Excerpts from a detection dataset
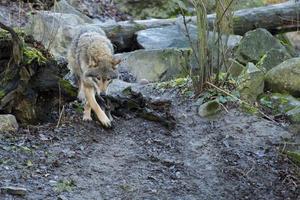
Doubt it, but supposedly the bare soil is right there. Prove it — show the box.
[0,88,300,200]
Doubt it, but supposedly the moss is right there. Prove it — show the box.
[55,180,76,193]
[59,79,77,97]
[276,34,297,56]
[0,90,5,100]
[23,46,47,64]
[0,28,26,39]
[286,151,300,167]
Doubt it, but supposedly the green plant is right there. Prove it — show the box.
[55,180,76,193]
[23,46,47,64]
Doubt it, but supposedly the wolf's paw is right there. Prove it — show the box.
[82,115,92,121]
[100,116,111,128]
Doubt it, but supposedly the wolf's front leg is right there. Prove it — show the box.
[84,87,111,127]
[83,101,92,121]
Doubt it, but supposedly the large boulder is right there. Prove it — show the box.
[260,93,300,124]
[235,28,290,65]
[136,24,242,68]
[52,0,93,23]
[117,48,191,82]
[0,114,19,132]
[238,63,264,102]
[136,22,242,49]
[27,11,105,58]
[286,106,300,124]
[265,58,300,97]
[257,49,292,72]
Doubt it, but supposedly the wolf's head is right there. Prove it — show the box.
[85,59,121,93]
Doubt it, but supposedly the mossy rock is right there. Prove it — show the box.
[234,28,288,64]
[256,49,292,72]
[265,58,300,97]
[237,63,264,102]
[286,151,300,167]
[59,79,77,98]
[259,93,300,114]
[286,106,300,124]
[198,100,221,118]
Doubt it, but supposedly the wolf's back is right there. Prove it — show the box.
[67,27,113,78]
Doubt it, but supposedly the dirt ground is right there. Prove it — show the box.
[0,87,300,200]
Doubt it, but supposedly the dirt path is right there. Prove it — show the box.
[0,88,300,200]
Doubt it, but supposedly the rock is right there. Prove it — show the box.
[139,78,149,85]
[265,58,300,97]
[286,106,300,124]
[52,0,93,23]
[257,49,292,72]
[136,24,242,68]
[0,186,27,196]
[198,100,221,117]
[114,0,191,19]
[229,58,245,77]
[117,48,191,82]
[0,114,19,132]
[238,63,264,102]
[107,79,134,95]
[260,93,300,115]
[286,151,300,167]
[26,11,105,59]
[235,28,289,64]
[136,24,242,49]
[286,31,300,50]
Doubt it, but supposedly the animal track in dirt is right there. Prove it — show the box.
[0,88,300,200]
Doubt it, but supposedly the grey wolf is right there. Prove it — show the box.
[68,31,120,127]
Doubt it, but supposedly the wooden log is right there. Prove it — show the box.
[96,87,176,129]
[102,2,300,50]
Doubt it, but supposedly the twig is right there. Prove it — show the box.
[56,105,65,128]
[206,82,278,124]
[220,103,229,113]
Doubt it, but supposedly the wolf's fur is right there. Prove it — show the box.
[68,32,120,126]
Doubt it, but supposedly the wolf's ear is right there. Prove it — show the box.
[89,57,96,67]
[111,58,121,69]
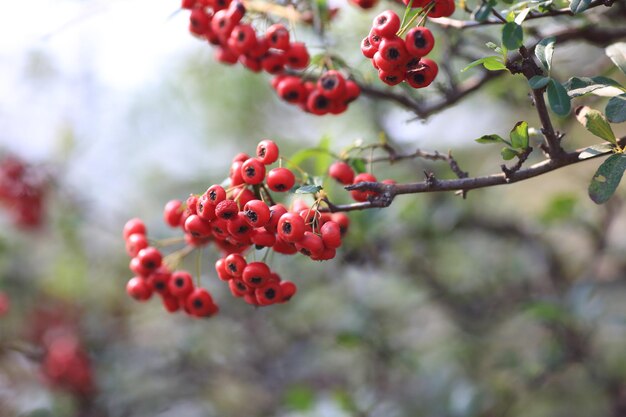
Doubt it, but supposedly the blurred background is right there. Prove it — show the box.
[0,0,626,417]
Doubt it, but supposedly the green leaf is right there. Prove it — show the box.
[295,184,323,194]
[509,121,528,149]
[604,94,626,123]
[502,22,524,50]
[569,0,591,13]
[515,7,530,25]
[476,135,506,144]
[528,75,550,90]
[576,106,617,145]
[604,42,626,74]
[283,385,315,411]
[563,77,624,98]
[589,154,626,204]
[471,2,493,22]
[547,79,572,117]
[578,143,614,160]
[500,148,517,161]
[535,37,556,74]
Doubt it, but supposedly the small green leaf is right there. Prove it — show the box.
[514,7,530,25]
[578,143,614,160]
[576,106,617,145]
[476,135,506,144]
[528,75,550,90]
[509,121,528,149]
[535,37,556,74]
[483,56,509,71]
[563,77,624,98]
[569,0,591,14]
[547,79,572,117]
[471,2,493,22]
[605,42,626,74]
[502,22,524,50]
[295,184,322,194]
[589,154,626,204]
[500,148,517,161]
[604,94,626,123]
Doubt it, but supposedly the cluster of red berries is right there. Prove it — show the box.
[123,140,349,317]
[272,70,361,116]
[328,161,396,202]
[0,155,47,229]
[182,0,360,115]
[361,10,439,88]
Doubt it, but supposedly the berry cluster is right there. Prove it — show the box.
[123,140,349,317]
[272,70,361,116]
[0,155,47,229]
[182,0,360,115]
[328,161,396,202]
[361,6,439,88]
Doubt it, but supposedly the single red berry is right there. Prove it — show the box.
[241,262,271,288]
[405,26,435,58]
[320,220,341,249]
[317,70,346,100]
[250,228,276,249]
[295,231,324,257]
[126,277,152,301]
[163,200,183,227]
[285,42,311,70]
[123,217,146,240]
[161,293,180,313]
[277,213,306,243]
[243,200,270,227]
[280,281,298,303]
[254,282,282,306]
[265,23,289,51]
[185,214,212,239]
[328,161,354,185]
[266,167,296,192]
[406,58,439,88]
[185,288,217,317]
[137,246,163,271]
[226,212,254,243]
[241,158,265,185]
[167,271,194,298]
[126,233,149,258]
[215,200,239,220]
[228,278,253,297]
[148,265,172,295]
[224,253,247,278]
[265,204,288,234]
[256,139,278,165]
[372,10,400,38]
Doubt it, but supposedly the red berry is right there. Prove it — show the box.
[123,217,146,240]
[256,139,278,165]
[266,167,296,192]
[372,10,400,38]
[328,161,354,185]
[167,271,194,298]
[126,277,152,301]
[277,213,306,243]
[224,253,247,277]
[405,26,435,58]
[265,23,289,51]
[126,233,148,258]
[241,262,271,288]
[241,158,265,185]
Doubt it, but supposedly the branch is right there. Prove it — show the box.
[320,137,626,212]
[430,0,615,29]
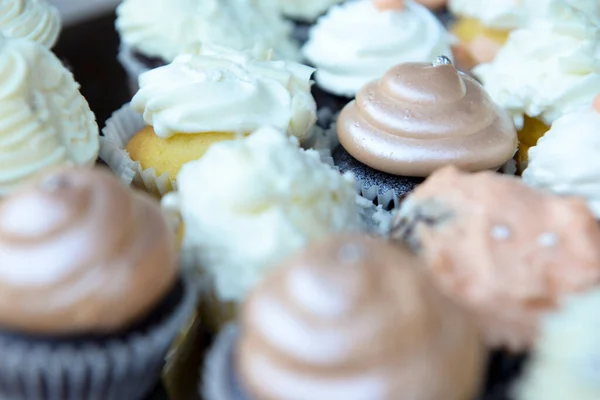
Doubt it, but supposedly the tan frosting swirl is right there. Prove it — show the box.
[236,236,483,400]
[0,169,177,335]
[392,167,600,351]
[337,57,517,176]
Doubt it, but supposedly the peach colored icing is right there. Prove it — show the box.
[337,57,517,176]
[373,0,404,11]
[0,169,177,335]
[236,236,484,400]
[391,167,600,351]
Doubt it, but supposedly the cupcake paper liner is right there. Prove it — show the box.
[117,43,150,96]
[199,324,250,400]
[100,103,177,196]
[0,273,197,400]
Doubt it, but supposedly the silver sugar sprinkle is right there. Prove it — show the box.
[431,56,452,67]
[538,232,558,247]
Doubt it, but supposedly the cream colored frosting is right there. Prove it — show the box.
[0,0,62,48]
[302,0,452,97]
[0,35,99,196]
[164,128,360,301]
[523,107,600,219]
[236,236,484,400]
[131,45,317,139]
[474,1,600,128]
[277,0,344,22]
[392,167,600,351]
[515,289,600,400]
[116,0,300,61]
[0,168,178,335]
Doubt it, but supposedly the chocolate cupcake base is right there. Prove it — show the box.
[333,146,425,209]
[0,275,197,400]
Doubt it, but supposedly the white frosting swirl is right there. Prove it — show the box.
[0,35,99,196]
[474,1,600,128]
[516,290,600,400]
[164,128,360,301]
[302,0,452,97]
[116,0,300,62]
[277,0,344,22]
[131,46,316,138]
[0,0,62,48]
[523,108,600,219]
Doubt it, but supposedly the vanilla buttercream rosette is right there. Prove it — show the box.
[0,34,99,197]
[0,168,197,400]
[100,45,316,196]
[0,0,62,49]
[116,0,301,93]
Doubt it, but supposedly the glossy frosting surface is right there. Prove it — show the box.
[0,0,62,48]
[237,236,483,400]
[0,34,99,197]
[337,59,517,176]
[302,0,452,98]
[0,169,177,335]
[392,167,600,351]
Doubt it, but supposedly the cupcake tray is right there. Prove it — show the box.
[55,5,525,400]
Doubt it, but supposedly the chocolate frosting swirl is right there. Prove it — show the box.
[236,236,483,400]
[0,169,177,335]
[337,57,517,177]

__What the task asks__: Output every line of the records above as a numbered list, skipping any blank lines. Leave the pictures out.

__The solution__:
1. Doubt it, but supposedly the bare soil is right there. Prove it — show the box.
2. [0,88,300,200]
3. Doubt it, but supposedly the moss is right there. Prove it — show the box.
4. [55,180,76,193]
5. [59,79,77,97]
6. [276,34,297,56]
7. [0,90,5,100]
8. [23,46,47,64]
9. [0,28,26,39]
10. [286,151,300,167]
11. Doubt it, but supposedly the green plant is right there. Prove it — show the box.
12. [55,180,76,193]
13. [23,46,47,64]
14. Doubt it, but supposedly the wolf's paw is right there. Prove it — show the box.
15. [82,115,92,121]
16. [100,116,111,128]
17. Doubt it, but supposedly the wolf's front leg is right there. Prove it — show the box.
18. [84,87,111,127]
19. [83,101,92,121]
20. Doubt it, but supposedly the large boulder is right there. Prove it — show the box.
21. [260,93,300,124]
22. [235,28,290,65]
23. [136,24,242,68]
24. [52,0,93,23]
25. [117,48,191,82]
26. [0,114,19,132]
27. [238,63,264,102]
28. [136,22,242,49]
29. [27,11,105,58]
30. [286,106,300,124]
31. [265,58,300,97]
32. [257,49,292,72]
33. Doubt it, but supposedly the wolf's head is right there. Prove it — show the box.
34. [85,59,121,93]
35. Doubt it, but supposedly the mossy rock is right there. Prove it — show the box.
36. [234,28,288,64]
37. [256,49,292,72]
38. [265,58,300,97]
39. [237,63,264,102]
40. [286,151,300,167]
41. [59,79,77,98]
42. [259,93,300,114]
43. [286,106,300,124]
44. [198,100,221,118]
45. Doubt it, but supposedly the wolf's back is right there. Prove it — show the box.
46. [67,27,113,78]
47. Doubt it, but supposedly the dirt ground is right there. Prove it — show the box.
48. [0,87,300,200]
49. Doubt it, but supposedly the dirt path is right there. Prove it — show the box.
50. [0,88,300,200]
51. Doubt it, but supposedly the rock is right there. Prove it — show the box.
52. [139,78,149,85]
53. [265,58,300,97]
54. [286,106,300,124]
55. [52,0,93,23]
56. [257,49,292,72]
57. [136,24,242,68]
58. [0,186,27,196]
59. [198,100,221,117]
60. [114,0,191,19]
61. [229,58,245,77]
62. [117,48,191,82]
63. [0,114,19,132]
64. [238,63,264,102]
65. [107,79,134,95]
66. [260,93,300,115]
67. [286,151,300,167]
68. [26,11,105,59]
69. [235,28,289,64]
70. [136,24,242,49]
71. [286,31,300,50]
72. Doubt it, but supposedly the animal track in dirt is right there. Prove it — show the box.
73. [0,88,300,200]
74. Doubt it, but supposedly the grey wolf is right there. Prove it — show the box.
75. [68,31,120,127]
76. Doubt it, but supposedly the wooden log is right there. Prove it — show the box.
77. [96,87,176,129]
78. [102,2,300,50]
79. Doubt it, but supposedly the twig is right there. Prove it — show the box.
80. [56,105,65,128]
81. [206,82,278,124]
82. [220,103,229,113]
83. Doubt it, but supposedly the wolf's fur is right there. Prove it — show the box.
84. [68,32,120,126]
85. Doubt it, but supposedly the wolf's ear is right there. Prove it — show the box.
86. [89,57,96,67]
87. [111,58,121,69]
88. Doubt it, but supposedly the blurred background is right there. Prove it — show the box.
89. [0,0,626,417]
90. Doubt it, but supposedly the green leaf is right there. Prove it — show the box.
91. [295,184,323,194]
92. [509,121,528,149]
93. [604,94,626,123]
94. [502,22,524,50]
95. [569,0,591,13]
96. [515,7,530,25]
97. [476,135,506,144]
98. [528,75,550,90]
99. [576,106,617,145]
100. [604,42,626,74]
101. [283,385,315,411]
102. [563,77,624,98]
103. [589,154,626,204]
104. [471,2,493,22]
105. [547,79,572,117]
106. [578,143,614,160]
107. [500,148,517,161]
108. [535,37,556,74]
109. Doubt it, but supposedly the small green leaf is right there. Prove it — show the box.
110. [514,7,530,25]
111. [578,143,614,160]
112. [576,106,617,145]
113. [476,135,506,144]
114. [528,75,550,90]
115. [509,121,528,149]
116. [535,37,556,74]
117. [483,56,509,71]
118. [563,77,624,98]
119. [569,0,591,14]
120. [547,79,572,117]
121. [471,2,493,22]
122. [605,42,626,74]
123. [502,22,524,50]
124. [295,184,322,194]
125. [589,154,626,204]
126. [500,148,517,161]
127. [604,94,626,123]
128. Doubt it, but supposedly the cluster of red berries is right there. Prove it — show the box.
129. [123,140,349,317]
130. [272,70,361,116]
131. [328,161,396,202]
132. [0,155,47,229]
133. [182,0,360,115]
134. [361,10,439,88]
135. Doubt it, but supposedly the berry cluster is right there. Prove it — show the box.
136. [123,140,349,317]
137. [272,70,361,116]
138. [0,155,47,229]
139. [182,0,360,115]
140. [328,161,396,202]
141. [361,6,439,88]
142. Doubt it, but supposedly the single red berry is right there. Prove it — show the box.
143. [241,262,271,288]
144. [405,26,435,58]
145. [320,220,341,249]
146. [317,70,346,100]
147. [250,228,276,249]
148. [295,231,324,257]
149. [126,277,152,301]
150. [163,200,183,227]
151. [285,42,311,70]
152. [123,217,146,240]
153. [161,293,180,313]
154. [277,213,306,243]
155. [243,200,270,227]
156. [280,281,298,303]
157. [254,282,282,306]
158. [265,23,289,51]
159. [185,214,212,239]
160. [328,161,354,185]
161. [266,167,296,192]
162. [406,58,439,88]
163. [185,288,217,317]
164. [137,246,163,271]
165. [226,212,254,243]
166. [241,158,265,185]
167. [167,271,194,298]
168. [126,233,149,258]
169. [215,200,239,220]
170. [228,278,253,297]
171. [148,265,172,295]
172. [224,253,247,278]
173. [265,204,288,234]
174. [256,139,278,165]
175. [372,10,400,38]
176. Doubt it, but supposedly the red berry is right there. Prove it — show the box.
177. [123,217,146,240]
178. [256,139,278,165]
179. [266,167,296,192]
180. [372,10,400,38]
181. [328,161,354,185]
182. [167,271,194,298]
183. [126,277,152,301]
184. [277,213,306,243]
185. [224,253,247,277]
186. [405,26,435,58]
187. [265,23,289,51]
188. [126,233,148,258]
189. [241,262,271,288]
190. [241,158,265,185]
191. Doubt it, but supposedly the branch is right there. Prove it — show the box.
192. [320,137,626,212]
193. [430,0,615,29]
194. Doubt it, but supposedly the tan frosting swirl is right there. Prove it — show the box.
195. [236,236,483,400]
196. [0,169,177,335]
197. [392,167,600,351]
198. [337,57,517,176]
199. Doubt it, but supposedly the peach colored icing is right there. Prove it — show the box.
200. [337,57,517,176]
201. [373,0,404,11]
202. [0,169,177,335]
203. [236,236,484,400]
204. [391,167,600,351]
205. Doubt it, but supposedly the cupcake paper liner is right there. Prove it — show the box.
206. [117,43,150,96]
207. [199,324,250,400]
208. [100,103,177,196]
209. [0,273,197,400]
210. Doubt it, but supposedly the silver sugar sprinkle is right there. Prove it — show the box.
211. [431,56,452,67]
212. [538,232,558,247]
213. Doubt it, but supposedly the cream colored frosting is right there. Prove it — show the box.
214. [0,0,62,48]
215. [302,0,452,97]
216. [0,35,99,196]
217. [164,128,360,301]
218. [523,107,600,219]
219. [236,236,484,400]
220. [131,45,317,139]
221. [474,1,600,128]
222. [277,0,344,22]
223. [392,167,600,351]
224. [515,289,600,400]
225. [116,0,300,61]
226. [0,168,178,335]
227. Doubt it, but supposedly the chocolate cupcake base is right there. Prove it — show the box.
228. [333,146,425,209]
229. [0,275,197,400]
230. Doubt it, but supposedly the white frosting swirl is right there. Prove it — show the box.
231. [0,35,99,196]
232. [474,1,600,128]
233. [516,290,600,400]
234. [164,128,360,301]
235. [302,0,452,97]
236. [116,0,300,62]
237. [277,0,344,22]
238. [131,46,316,138]
239. [0,0,62,48]
240. [523,108,600,219]
241. Doubt it, but supposedly the vanilla buttercream rosette is right there. Prove it — show the box.
242. [0,34,99,197]
243. [0,168,197,400]
244. [100,45,316,196]
245. [0,0,62,49]
246. [116,0,301,93]
247. Doubt it, but supposedly the glossy frosting surface is right there. Prove it — show the box.
248. [0,0,62,48]
249. [237,236,483,400]
250. [0,34,99,197]
251. [337,59,517,176]
252. [302,0,452,98]
253. [0,169,177,335]
254. [392,167,600,351]
255. Doubt it, but supposedly the cupcake tray is right there. Prove it — show the box.
256. [55,5,525,400]
257. Doubt it, but supposedly the chocolate frosting swirl is right there. Prove it — show the box.
258. [236,236,483,400]
259. [0,169,177,335]
260. [337,57,517,177]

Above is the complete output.